Page extract:
>> start

Wobble Factor

No this is not an indication of excess weight carried around the midriff.

Wobble factor (WF) is a very useful indicator of boat stability, used in the United Kingdom to give paddlers and prospective purchasers an idea of the stability of different boat models.

A sample of the scale can be seen here

It shows that racing K1’s with the least stability are given a WF of 1, whereas the most stable singles will have a WF of 10.

A search through manufacturer’s websites in the UK shows that nearly all have a WF indicator, which I have personally found most useful when searching for a boat for an upcoming race in the UK next year.

To create a similar scale of WF for locally produced or marketed craft here, we can use craft available in both markets as a starting point.

Some narrow K1’s such as the Vajda Accelero have been given WF1, whereas some of the slightly more stable boats such as the Nelo Vanquish/Quattro and the Vajda Supersonic are given a WF of 2.

However, differences in these boats often relate more to handling ability and paddler weight than to basic overall stability. It’s fairly subjective.

The earlier popular Struer-based copies available here, such as the Cleaver and Lancer, are also grouped in the WF2 category, though they would be at the higher end, while the larger volume Cleaver X has a WF3.

>> end

Listed entries:
>> start

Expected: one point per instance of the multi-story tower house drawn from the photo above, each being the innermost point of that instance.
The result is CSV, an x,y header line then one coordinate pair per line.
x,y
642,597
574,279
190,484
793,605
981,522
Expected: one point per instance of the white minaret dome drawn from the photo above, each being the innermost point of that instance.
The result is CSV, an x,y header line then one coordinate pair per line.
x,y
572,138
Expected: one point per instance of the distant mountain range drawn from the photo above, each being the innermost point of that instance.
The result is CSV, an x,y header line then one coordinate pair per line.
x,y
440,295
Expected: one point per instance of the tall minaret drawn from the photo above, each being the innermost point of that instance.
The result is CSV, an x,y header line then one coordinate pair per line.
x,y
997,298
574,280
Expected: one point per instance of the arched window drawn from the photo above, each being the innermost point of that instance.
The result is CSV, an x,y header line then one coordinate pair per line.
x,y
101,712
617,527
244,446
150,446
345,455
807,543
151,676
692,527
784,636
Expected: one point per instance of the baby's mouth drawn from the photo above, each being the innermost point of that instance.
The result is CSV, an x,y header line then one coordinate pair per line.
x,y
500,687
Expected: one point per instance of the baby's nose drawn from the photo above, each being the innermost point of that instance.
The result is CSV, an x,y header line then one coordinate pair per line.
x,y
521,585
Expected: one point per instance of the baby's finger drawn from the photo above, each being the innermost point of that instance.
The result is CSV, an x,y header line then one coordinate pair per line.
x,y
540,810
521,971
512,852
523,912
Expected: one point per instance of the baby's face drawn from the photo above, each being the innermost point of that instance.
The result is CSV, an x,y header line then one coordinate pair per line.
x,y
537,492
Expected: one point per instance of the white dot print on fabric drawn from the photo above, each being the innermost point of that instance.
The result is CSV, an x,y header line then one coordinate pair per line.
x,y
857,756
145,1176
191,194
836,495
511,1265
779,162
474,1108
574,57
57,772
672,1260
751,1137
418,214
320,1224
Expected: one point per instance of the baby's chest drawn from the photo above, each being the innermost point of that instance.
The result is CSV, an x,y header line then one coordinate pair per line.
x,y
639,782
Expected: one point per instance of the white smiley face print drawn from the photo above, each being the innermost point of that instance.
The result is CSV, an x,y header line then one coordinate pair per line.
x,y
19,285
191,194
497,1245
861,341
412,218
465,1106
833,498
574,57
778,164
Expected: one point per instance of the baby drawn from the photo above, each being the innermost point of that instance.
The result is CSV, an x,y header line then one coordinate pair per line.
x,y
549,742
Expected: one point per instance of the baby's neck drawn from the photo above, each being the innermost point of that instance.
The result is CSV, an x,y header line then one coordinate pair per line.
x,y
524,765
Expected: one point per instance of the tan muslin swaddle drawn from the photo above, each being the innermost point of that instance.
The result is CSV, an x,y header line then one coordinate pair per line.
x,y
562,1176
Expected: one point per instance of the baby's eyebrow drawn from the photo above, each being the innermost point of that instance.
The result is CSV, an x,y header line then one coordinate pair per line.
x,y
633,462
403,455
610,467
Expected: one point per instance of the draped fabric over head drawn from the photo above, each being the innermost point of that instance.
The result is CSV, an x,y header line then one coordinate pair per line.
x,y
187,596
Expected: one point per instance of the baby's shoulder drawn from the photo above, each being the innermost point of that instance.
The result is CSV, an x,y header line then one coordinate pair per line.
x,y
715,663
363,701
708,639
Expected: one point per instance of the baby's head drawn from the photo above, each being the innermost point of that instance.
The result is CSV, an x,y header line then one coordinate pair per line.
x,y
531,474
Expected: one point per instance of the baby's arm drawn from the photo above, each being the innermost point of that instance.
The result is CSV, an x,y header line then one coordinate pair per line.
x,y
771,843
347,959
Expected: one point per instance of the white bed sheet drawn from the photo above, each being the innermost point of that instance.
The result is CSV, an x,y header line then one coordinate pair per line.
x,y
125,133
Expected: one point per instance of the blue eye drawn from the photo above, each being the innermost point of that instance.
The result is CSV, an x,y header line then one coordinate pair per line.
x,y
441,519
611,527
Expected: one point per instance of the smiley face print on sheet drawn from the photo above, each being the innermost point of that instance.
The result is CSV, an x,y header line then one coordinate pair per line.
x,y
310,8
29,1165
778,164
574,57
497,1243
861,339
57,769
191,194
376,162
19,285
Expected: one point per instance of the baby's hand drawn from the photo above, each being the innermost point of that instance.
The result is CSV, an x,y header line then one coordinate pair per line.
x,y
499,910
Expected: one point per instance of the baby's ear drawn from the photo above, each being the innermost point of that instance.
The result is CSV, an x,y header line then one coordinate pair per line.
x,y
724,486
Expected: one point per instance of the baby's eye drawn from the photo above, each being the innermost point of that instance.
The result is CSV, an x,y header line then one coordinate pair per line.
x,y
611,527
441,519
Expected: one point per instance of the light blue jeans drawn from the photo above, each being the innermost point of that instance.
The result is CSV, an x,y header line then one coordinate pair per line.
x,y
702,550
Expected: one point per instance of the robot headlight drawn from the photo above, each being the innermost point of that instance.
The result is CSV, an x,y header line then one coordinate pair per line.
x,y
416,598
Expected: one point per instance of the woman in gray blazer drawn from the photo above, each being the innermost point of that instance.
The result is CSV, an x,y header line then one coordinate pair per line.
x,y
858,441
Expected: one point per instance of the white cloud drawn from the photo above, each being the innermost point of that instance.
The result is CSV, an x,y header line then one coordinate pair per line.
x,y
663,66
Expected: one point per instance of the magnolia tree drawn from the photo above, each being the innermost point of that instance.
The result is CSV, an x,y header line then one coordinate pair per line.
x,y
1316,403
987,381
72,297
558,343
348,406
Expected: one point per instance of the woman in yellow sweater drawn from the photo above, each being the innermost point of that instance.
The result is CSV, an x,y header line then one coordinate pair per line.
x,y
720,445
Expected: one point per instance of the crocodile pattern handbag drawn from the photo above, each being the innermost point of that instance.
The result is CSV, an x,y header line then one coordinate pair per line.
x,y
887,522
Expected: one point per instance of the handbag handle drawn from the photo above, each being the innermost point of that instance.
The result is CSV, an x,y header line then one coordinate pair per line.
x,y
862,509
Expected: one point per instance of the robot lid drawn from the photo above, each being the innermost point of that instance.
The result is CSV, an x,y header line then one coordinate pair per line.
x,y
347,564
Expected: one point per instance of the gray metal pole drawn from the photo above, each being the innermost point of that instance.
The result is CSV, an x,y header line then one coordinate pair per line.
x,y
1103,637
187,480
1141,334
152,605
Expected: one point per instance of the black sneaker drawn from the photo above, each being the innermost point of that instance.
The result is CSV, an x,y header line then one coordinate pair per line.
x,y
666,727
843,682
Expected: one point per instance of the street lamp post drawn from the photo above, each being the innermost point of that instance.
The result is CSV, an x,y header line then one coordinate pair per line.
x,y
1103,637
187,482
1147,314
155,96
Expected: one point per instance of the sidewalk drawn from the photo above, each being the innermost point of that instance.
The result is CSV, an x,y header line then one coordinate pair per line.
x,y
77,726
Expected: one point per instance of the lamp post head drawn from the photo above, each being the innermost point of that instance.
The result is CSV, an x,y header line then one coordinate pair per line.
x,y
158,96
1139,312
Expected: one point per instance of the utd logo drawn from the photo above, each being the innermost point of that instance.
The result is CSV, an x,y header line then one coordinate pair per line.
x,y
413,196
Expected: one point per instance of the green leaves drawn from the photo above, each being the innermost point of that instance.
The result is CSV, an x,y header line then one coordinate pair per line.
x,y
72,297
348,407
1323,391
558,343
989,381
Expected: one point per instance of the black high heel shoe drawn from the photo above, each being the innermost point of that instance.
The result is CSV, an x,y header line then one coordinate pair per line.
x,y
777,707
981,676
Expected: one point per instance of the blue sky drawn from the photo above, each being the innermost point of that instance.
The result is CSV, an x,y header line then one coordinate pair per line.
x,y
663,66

>> end

Direction A:
Answer these questions from the wobble factor passage.
(i) In which country is the wobble factor used to show the stability of boat models?
(ii) What wobble factor is given to the most stable singles?
(iii) What wobble factor does the Cleaver X have?
Direction B:
Retype the wobble factor passage, starting with "Some narrow K1’s" and going on through "It’s fairly subjective.".
The data plays no part in the work here.

Written solution A:
(i) The United Kingdom.
(ii) A WF of 10.
(iii) WF3.

Written solution B:
Some narrow K1’s such as the Vajda Accelero have been given WF1, whereas some of the slightly more stable boats such as the Nelo Vanquish/Quattro and the Vajda Supersonic are given a WF of 2.

However, differences in these boats often relate more to handling ability and paddler weight than to basic overall stability. It’s fairly subjective.